#### [What is required]
Copy the items below verbatim, starting with the very first line and ending with the line that contains "[853,129,877,175]", including that line.
___ Data lines ___
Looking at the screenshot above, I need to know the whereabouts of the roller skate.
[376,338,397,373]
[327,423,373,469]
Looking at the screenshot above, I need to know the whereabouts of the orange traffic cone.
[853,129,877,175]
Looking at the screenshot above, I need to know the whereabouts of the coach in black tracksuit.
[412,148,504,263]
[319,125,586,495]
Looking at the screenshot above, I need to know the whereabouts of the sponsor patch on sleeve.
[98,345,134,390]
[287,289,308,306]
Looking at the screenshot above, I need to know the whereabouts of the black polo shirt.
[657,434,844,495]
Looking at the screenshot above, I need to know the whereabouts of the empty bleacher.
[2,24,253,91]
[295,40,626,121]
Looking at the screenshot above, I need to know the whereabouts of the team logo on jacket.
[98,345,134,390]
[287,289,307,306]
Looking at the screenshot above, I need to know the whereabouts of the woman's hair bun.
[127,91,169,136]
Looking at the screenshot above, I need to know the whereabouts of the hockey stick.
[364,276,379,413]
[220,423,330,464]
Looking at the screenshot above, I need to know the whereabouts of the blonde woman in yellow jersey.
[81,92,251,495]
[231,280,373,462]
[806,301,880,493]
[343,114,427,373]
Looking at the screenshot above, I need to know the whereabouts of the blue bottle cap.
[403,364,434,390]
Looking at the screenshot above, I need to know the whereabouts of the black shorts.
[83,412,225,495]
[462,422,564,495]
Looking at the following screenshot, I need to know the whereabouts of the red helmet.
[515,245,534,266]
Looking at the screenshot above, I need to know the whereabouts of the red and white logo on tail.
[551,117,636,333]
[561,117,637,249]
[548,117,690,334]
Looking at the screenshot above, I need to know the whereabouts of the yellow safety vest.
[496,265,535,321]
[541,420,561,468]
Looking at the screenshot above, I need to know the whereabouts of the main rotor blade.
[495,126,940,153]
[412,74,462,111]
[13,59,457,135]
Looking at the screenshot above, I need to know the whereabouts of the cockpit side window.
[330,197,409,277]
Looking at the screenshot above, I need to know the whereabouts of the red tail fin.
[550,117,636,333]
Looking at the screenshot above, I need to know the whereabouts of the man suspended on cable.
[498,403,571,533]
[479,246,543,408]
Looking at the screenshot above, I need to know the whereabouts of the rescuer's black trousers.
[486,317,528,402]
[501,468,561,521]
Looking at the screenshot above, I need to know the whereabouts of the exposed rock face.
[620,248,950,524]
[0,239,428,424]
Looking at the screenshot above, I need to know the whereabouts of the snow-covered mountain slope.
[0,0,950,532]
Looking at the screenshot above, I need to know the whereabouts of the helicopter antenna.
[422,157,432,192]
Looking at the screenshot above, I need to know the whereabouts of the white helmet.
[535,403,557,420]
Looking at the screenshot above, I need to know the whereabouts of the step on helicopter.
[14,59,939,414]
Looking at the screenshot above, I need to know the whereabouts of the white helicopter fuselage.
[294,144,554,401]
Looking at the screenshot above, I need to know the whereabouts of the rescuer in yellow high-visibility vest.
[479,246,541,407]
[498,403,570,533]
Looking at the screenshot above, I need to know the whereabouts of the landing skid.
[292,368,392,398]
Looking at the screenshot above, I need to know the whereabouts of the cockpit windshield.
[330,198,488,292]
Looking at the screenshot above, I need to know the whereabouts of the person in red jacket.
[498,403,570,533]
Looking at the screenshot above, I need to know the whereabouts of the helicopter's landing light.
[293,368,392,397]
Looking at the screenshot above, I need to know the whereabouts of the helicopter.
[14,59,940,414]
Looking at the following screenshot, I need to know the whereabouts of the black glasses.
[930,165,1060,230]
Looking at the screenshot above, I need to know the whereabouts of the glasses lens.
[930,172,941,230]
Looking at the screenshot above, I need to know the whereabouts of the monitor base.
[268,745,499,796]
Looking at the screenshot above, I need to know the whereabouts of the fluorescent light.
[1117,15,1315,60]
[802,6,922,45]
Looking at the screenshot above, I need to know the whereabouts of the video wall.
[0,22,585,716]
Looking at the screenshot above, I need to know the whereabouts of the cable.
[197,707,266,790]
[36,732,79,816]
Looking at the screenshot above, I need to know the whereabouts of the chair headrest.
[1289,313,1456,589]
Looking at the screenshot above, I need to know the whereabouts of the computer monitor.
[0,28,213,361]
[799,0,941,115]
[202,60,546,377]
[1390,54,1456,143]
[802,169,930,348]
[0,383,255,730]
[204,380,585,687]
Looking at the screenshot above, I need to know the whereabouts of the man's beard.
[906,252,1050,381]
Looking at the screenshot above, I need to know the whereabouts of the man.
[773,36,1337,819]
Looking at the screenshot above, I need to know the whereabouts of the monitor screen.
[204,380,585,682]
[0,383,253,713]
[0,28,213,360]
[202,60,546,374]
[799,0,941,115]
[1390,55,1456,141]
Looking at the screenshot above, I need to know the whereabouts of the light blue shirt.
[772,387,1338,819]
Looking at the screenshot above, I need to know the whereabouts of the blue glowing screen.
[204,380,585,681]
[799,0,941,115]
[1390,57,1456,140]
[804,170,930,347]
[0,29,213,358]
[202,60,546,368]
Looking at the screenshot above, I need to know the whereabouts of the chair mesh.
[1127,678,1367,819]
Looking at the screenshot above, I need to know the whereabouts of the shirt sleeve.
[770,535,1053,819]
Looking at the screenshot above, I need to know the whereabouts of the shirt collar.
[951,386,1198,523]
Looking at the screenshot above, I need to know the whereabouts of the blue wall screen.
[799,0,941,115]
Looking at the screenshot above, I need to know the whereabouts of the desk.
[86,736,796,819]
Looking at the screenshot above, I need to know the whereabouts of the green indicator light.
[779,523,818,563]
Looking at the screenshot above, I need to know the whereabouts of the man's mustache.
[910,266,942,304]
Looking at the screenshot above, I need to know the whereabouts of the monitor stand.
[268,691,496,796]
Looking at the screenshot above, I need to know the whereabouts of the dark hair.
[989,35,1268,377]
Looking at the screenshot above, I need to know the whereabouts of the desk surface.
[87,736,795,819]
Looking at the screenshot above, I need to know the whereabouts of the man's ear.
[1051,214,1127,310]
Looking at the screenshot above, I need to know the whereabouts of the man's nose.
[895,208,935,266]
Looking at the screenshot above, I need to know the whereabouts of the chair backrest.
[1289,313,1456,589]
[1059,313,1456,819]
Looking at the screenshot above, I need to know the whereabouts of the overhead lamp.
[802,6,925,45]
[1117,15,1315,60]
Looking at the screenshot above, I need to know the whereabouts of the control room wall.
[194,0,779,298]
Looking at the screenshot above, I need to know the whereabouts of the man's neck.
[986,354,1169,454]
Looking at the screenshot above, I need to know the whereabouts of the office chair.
___
#### [Worked answer]
Looking at the screenshot above, I need to know the whereabouts of the roller skate.
[376,338,397,373]
[327,423,373,469]
Looking at the screenshot above, I need to know the whereabouts of the orange traffic cone.
[853,129,877,175]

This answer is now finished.